Available data:
━━━━━━━━━━━━━━━━
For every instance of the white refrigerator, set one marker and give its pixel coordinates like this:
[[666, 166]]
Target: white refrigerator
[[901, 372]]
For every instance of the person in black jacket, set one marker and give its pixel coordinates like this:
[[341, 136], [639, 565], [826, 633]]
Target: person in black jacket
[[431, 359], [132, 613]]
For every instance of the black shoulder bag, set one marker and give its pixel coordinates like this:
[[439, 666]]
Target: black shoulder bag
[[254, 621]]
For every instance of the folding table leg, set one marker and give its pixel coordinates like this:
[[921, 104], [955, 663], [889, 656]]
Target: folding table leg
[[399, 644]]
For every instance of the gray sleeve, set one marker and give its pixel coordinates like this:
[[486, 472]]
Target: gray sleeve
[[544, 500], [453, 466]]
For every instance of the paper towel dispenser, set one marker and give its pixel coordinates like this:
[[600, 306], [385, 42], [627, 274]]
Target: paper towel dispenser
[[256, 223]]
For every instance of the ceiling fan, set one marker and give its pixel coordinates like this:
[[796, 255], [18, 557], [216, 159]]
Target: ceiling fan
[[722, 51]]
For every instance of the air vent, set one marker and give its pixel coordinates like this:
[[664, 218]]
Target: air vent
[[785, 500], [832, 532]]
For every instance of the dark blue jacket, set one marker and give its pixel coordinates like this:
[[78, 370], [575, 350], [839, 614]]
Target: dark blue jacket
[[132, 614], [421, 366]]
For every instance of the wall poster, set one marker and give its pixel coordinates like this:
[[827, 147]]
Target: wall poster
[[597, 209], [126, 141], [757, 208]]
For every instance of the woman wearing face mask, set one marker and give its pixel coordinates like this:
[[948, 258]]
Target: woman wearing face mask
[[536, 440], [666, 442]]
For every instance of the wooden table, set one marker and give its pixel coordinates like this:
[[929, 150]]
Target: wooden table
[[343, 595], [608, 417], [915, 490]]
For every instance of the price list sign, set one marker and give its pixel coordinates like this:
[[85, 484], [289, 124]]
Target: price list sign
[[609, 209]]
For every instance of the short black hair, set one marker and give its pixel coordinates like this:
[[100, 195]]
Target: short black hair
━━━━━━━━━━━━━━━━
Goal of the exercise: Reproduce all the entries above, replacing "marker" with "pin" wherever it occurs and leaving everything else unchanged.

Task result:
For every instance of the white refrigerator, set one pin and give its pixel coordinates like this:
[[666, 166]]
Target: white refrigerator
[[901, 372]]
For every instance of the person in black jacket, set one pin and give its pixel coordinates like this:
[[341, 136], [639, 565], [826, 633]]
Target: person in black jacket
[[431, 359], [132, 613]]
For every instance of the black shoulder bag, set one pin and give its pixel coordinates like this:
[[439, 666]]
Target: black shoulder bag
[[254, 621]]
For every instance of the folding table leg, set one pin and give its pixel coordinates like this:
[[921, 104], [955, 663], [889, 656]]
Target: folding table leg
[[399, 644]]
For every instance of the gray sleeve, set one pin and give its pixel coordinates like this:
[[486, 472]]
Target: gray sleeve
[[544, 500], [453, 466]]
For every instance of the paper towel dispenser, set one pin and give its pixel coordinates like this:
[[600, 306], [385, 42], [627, 274]]
Target: paper towel dispenser
[[256, 223]]
For every instance of the ceiling fan, set one pin and give its pixel coordinates like this:
[[796, 255], [18, 557], [216, 159]]
Target: ceiling fan
[[722, 51]]
For every instance of the air vent, set one pin and give its pixel coordinates like this:
[[664, 218]]
Target: air vent
[[785, 500], [832, 532]]
For every instance of the dark blue jacket, set one pin and give its pixel coordinates like this:
[[78, 370], [575, 350], [839, 614]]
Target: dark blue jacket
[[132, 614], [421, 366]]
For every instance of the wall poster, set one pin and give its pixel coordinates like this:
[[827, 147]]
Target: wall poster
[[597, 209], [126, 141], [757, 208]]
For every instance of the woman wearing face mask, set one pin and give its pixel coordinates like this:
[[948, 258]]
Target: woman wearing face mask
[[536, 440], [666, 442]]
For every instance of the wooden table, set one pin and give its pixel coordinates like this:
[[929, 150]]
Target: wooden table
[[343, 595], [608, 417], [915, 490]]
For every instance of the price list sign, set one pin and give its pixel coordinates like this:
[[85, 484], [289, 124]]
Target: price list sign
[[609, 209]]
For every instance of the short black hair, set one pin and give its pixel coordinates like this:
[[100, 195]]
Target: short black hair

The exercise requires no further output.